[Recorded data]

#####

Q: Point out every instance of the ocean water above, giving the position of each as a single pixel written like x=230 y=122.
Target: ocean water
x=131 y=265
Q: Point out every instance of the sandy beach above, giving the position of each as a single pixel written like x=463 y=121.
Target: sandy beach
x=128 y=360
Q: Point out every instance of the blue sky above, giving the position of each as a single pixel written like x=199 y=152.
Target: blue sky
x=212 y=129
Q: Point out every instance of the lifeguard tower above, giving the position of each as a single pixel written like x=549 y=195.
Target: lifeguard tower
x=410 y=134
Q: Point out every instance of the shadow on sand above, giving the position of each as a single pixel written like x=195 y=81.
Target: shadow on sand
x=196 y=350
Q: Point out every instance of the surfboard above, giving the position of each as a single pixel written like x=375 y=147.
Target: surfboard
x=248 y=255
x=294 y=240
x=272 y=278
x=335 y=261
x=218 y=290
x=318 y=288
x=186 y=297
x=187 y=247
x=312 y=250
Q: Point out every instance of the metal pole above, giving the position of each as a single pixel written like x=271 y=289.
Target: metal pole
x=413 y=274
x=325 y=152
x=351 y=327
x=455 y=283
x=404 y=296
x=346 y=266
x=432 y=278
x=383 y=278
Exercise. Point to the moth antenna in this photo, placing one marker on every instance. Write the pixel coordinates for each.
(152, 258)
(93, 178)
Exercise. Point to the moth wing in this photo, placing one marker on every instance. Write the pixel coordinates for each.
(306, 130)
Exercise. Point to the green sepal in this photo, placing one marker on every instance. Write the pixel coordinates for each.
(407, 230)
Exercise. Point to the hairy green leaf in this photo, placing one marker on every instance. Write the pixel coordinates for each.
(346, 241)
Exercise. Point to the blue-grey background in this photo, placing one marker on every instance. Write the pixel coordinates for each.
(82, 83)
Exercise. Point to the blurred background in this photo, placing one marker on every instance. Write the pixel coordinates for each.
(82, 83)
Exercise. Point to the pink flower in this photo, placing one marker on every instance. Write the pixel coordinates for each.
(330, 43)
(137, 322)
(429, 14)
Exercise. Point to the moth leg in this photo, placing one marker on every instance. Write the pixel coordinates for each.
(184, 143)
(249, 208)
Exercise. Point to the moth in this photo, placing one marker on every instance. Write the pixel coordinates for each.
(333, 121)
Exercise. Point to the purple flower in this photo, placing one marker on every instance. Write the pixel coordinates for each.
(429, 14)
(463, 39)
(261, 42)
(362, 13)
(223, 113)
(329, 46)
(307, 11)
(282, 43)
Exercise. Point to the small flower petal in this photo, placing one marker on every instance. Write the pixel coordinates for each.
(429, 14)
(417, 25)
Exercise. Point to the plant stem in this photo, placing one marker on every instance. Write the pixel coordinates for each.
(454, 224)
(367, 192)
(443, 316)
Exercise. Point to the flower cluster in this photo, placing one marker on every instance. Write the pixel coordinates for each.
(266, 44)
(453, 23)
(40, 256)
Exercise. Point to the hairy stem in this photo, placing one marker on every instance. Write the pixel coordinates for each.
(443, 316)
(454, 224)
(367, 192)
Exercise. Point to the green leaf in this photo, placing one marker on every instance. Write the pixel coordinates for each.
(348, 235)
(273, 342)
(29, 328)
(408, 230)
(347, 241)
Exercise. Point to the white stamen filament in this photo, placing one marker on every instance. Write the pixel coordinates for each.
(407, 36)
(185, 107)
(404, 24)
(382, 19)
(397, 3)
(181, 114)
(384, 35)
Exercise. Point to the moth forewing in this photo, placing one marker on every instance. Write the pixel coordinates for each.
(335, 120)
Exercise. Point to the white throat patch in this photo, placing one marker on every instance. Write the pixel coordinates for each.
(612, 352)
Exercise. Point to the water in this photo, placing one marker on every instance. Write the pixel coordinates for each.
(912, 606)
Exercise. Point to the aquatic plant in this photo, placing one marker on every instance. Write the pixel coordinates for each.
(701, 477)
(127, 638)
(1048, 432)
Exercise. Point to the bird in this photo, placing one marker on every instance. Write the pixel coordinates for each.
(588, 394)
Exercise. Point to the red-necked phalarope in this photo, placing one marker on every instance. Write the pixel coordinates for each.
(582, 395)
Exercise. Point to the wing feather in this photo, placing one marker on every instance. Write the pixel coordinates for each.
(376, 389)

#####

> **What to work on**
Please return all lines above in which the string "giving" is found.

> **Response below**
Q: Point out every instance of the ocean water above, giving the position of each as a single pixel written like x=230 y=122.
Q: Point out every instance of the sandy beach above, giving the position of each as a single pixel written like x=463 y=121.
Q: Point out every instance of the blue sky above, giving the position of each as a single pixel written like x=199 y=152.
Q: Point out every instance of the lifeguard tower above, giving the position of each as a single pixel written like x=549 y=195.
Q: Point out every instance of the shadow on sand above, giving the position of each as a single pixel written like x=195 y=81.
Q: Point out every instance of the surfboard above, giving the position of each as a single pixel written like x=375 y=147.
Q: Point out every instance of the metal pole above, giving the position of each as a single pixel written like x=271 y=289.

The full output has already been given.